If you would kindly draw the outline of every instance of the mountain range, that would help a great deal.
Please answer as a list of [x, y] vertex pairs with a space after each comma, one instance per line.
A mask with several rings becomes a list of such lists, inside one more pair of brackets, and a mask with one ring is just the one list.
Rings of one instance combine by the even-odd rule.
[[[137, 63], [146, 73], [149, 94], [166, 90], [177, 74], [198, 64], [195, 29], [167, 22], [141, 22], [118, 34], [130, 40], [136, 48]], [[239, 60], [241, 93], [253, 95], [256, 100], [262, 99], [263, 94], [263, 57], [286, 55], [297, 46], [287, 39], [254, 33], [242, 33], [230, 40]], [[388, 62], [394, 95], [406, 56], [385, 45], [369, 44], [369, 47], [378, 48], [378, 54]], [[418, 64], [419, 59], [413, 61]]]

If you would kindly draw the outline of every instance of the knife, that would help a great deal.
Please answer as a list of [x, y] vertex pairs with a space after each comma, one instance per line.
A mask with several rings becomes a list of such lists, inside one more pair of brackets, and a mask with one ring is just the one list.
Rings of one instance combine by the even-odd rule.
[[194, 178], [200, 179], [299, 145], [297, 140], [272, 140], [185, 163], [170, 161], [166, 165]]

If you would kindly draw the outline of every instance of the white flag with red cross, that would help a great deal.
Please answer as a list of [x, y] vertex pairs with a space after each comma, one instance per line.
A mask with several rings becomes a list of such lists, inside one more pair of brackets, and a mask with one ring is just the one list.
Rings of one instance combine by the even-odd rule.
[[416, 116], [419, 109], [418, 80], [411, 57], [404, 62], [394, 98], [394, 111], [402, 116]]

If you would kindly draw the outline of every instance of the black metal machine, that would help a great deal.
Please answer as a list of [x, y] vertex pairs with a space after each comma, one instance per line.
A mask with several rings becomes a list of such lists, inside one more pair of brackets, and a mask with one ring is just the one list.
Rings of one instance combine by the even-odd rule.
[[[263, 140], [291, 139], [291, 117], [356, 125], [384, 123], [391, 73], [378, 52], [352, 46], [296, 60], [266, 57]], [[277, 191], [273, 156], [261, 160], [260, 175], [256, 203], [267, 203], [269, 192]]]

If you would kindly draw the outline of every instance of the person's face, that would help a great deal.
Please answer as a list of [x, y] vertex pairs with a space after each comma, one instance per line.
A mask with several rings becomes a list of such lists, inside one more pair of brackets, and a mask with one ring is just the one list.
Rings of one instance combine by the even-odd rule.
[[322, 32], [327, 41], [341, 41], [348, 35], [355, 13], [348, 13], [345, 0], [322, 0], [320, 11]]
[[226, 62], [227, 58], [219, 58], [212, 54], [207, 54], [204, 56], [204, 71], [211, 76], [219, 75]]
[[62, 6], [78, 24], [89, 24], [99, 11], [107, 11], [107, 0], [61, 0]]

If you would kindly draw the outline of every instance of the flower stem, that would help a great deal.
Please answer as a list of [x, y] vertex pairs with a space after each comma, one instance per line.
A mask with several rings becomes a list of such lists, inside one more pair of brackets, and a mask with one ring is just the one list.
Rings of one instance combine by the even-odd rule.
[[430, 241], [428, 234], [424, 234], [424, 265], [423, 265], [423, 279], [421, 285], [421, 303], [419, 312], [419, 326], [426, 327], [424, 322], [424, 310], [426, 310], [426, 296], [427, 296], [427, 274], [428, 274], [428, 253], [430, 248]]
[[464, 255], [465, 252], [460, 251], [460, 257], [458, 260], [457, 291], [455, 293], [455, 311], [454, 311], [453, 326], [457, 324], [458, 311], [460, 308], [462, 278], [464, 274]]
# # # #
THE REQUEST:
Please move everything from the line containing "face, that would help a great deal." down to the line containing "0], [320, 11]]", both ends included, into your reply, keeping all other text as it is but adding 90 to every vertex coordinate in the answers.

OUTPUT FOR THIS EXERCISE:
If you would kindly draw the outline of every instance of the person's face, that would help a great deal.
Please answer as a list of [x, y] vertex pairs with a space after each comma, one instance per line.
A mask with several rings becomes a list of such lists, inside one more pair of brackets, and a mask with one ring is just the one list.
Rings of one instance combine by the even-odd rule.
[[412, 122], [417, 131], [431, 131], [438, 125], [445, 103], [438, 103], [435, 90], [412, 90], [410, 101]]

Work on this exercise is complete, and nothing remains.